------ Records for processing

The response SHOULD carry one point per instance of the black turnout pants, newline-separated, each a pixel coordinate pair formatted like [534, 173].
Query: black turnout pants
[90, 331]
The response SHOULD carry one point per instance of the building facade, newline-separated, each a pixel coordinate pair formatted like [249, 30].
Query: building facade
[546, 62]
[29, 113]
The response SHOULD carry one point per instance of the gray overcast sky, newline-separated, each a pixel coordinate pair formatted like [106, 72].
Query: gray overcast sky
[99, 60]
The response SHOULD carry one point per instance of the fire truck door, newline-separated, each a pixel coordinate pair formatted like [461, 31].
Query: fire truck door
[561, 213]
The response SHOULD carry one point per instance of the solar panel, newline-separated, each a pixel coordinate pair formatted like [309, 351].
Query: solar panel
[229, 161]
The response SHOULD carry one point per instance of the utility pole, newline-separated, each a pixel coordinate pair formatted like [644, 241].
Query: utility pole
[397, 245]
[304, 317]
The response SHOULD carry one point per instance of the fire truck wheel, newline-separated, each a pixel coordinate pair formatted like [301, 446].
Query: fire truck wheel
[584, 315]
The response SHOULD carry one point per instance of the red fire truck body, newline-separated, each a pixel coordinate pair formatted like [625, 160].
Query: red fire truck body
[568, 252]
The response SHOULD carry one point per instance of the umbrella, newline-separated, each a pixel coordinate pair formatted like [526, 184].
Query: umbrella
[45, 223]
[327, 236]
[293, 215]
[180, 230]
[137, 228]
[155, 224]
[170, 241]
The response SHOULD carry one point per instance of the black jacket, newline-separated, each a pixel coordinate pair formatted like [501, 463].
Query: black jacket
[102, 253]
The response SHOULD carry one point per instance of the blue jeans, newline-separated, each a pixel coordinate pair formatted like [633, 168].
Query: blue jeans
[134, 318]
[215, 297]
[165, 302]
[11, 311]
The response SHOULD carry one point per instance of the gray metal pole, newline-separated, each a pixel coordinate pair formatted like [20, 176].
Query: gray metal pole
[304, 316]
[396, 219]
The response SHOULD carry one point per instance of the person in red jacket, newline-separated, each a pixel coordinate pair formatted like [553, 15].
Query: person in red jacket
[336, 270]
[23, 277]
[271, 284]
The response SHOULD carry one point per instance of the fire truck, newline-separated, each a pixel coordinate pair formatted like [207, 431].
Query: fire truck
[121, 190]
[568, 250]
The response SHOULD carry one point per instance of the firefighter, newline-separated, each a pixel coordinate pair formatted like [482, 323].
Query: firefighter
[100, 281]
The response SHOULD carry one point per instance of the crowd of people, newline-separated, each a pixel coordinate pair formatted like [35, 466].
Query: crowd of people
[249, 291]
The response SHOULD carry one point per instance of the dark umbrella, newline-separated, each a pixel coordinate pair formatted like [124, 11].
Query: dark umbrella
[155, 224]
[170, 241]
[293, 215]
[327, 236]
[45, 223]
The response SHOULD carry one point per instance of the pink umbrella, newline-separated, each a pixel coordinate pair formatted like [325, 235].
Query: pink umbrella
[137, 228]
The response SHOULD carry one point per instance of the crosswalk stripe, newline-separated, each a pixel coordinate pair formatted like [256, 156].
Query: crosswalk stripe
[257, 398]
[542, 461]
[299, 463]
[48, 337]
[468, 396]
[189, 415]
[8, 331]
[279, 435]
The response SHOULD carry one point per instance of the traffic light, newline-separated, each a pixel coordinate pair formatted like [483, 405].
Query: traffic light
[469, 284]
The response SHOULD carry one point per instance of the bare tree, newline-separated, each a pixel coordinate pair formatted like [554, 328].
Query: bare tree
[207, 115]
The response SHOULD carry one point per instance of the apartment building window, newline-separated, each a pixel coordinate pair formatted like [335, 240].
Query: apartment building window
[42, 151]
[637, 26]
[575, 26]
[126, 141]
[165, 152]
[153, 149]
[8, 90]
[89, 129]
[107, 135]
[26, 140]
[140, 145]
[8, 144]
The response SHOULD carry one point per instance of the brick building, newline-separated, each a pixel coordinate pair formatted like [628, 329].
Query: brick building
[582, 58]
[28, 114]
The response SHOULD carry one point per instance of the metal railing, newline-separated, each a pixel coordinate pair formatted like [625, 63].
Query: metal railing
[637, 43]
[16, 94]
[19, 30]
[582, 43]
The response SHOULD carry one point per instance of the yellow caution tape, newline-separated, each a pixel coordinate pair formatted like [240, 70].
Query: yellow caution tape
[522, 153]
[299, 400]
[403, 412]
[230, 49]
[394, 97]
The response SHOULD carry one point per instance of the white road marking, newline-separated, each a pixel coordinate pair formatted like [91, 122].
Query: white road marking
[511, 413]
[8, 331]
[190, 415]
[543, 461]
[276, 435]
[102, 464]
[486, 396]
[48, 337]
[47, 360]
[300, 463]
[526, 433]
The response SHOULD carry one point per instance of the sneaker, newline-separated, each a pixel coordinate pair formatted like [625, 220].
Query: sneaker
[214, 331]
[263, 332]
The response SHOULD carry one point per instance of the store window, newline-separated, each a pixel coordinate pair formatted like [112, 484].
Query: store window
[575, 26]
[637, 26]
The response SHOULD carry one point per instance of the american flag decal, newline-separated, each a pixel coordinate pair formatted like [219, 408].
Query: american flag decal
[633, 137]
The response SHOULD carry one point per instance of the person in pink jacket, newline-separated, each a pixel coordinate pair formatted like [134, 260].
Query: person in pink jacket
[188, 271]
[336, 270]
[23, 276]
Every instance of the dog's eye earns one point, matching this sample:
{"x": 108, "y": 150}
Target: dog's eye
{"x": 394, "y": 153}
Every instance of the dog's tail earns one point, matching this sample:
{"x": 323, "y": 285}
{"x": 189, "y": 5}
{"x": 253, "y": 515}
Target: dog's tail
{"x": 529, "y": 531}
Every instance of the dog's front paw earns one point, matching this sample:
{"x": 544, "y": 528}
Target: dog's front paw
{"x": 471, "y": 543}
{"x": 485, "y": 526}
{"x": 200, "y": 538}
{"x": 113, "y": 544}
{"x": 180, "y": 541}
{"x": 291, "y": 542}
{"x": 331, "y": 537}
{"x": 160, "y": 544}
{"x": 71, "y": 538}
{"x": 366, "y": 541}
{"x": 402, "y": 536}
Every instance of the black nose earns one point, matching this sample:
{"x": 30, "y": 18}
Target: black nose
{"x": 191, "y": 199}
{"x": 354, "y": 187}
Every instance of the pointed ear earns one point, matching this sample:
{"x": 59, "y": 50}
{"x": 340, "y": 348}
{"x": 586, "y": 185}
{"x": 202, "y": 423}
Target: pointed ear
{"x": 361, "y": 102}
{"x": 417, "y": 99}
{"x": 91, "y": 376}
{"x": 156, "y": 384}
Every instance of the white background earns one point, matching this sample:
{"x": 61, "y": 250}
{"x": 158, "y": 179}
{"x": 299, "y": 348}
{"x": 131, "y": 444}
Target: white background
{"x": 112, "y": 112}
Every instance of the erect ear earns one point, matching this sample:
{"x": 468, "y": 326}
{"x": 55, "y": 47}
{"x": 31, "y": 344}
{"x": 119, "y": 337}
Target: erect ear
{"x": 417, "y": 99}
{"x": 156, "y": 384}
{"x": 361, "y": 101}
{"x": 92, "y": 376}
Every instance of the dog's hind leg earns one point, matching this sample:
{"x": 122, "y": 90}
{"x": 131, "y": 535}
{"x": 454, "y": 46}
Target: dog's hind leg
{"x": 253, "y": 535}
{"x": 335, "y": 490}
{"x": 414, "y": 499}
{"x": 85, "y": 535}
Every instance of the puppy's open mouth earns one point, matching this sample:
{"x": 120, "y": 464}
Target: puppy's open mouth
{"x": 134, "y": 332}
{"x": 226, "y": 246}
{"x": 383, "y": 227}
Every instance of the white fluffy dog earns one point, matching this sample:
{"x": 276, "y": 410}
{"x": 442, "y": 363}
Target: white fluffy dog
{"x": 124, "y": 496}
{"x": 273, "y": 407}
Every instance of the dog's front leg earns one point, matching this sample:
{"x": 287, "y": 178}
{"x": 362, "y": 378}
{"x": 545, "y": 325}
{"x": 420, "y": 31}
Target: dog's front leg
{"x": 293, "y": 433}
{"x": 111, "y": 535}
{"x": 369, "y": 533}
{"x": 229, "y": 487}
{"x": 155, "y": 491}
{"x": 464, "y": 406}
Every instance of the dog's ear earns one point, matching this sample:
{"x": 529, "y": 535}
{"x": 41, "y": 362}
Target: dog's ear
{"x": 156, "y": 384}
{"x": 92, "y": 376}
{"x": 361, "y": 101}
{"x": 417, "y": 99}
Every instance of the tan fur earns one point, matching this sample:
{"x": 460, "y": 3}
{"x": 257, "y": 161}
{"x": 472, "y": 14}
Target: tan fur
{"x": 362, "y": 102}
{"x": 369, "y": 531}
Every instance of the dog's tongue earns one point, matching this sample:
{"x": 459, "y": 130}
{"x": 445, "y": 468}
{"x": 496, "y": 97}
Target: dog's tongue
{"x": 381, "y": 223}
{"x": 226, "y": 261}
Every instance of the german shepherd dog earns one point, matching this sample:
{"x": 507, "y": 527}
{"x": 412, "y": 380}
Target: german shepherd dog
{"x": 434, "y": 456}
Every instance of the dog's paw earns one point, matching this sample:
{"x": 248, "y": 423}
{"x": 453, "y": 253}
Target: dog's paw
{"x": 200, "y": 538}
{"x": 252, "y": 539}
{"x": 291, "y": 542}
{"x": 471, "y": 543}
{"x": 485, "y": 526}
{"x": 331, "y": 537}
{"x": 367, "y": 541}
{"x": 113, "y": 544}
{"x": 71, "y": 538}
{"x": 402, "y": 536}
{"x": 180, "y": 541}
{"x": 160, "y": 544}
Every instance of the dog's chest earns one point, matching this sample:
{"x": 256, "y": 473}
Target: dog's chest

------------

> What you should do:
Copy every line where the word "chest" is present in the entries above.

> Result for this task:
Every instance of the dog's chest earns one point, matching this sample:
Target: dog's chest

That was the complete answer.